DATA EXTRACT
• • • • • • •

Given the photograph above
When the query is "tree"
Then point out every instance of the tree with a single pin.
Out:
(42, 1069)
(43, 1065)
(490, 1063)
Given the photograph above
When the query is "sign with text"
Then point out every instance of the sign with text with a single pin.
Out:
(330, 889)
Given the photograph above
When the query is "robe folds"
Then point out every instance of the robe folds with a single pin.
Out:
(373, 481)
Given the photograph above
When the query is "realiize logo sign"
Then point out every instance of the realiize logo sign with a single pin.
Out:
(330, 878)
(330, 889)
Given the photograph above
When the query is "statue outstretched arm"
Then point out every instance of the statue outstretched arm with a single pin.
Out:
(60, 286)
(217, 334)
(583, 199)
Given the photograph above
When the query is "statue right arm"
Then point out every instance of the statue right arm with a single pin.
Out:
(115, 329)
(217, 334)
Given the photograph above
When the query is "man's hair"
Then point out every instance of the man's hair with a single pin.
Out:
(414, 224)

• • • • • • •

INSTRUCTIONS TO FOLLOW
All of the entries above need to be retyped exactly.

THE ANSWER
Given the photograph above
When the query is "tree"
Then point out every instance of the tree with a single pin.
Out:
(42, 1069)
(43, 1065)
(490, 1063)
Given the photograph above
When the query is "sign with text"
Then point out every instance of the sign with text with a single pin.
Out:
(330, 889)
Given the photograph above
When the query is "robe folds"
Then point out every instance of the robe folds with a single pin.
Out:
(373, 481)
Given the photograph above
When the query is "realiize logo sign"
Then point out every instance of the realiize logo sign with a single pin.
Out:
(330, 878)
(330, 889)
Given the photograph above
When the query is "statue outstretched arm"
Then point out every instance of the statue outstretched arm with a single pin.
Out:
(60, 286)
(217, 334)
(583, 199)
Given the photograph above
When the query is "statue right arm"
Then point out every instance of the statue right arm with a single pin.
Out:
(115, 329)
(217, 334)
Given the photograph above
When the query is "man's hair"
Then point out every instance of the man's hair with a single pin.
Out:
(414, 224)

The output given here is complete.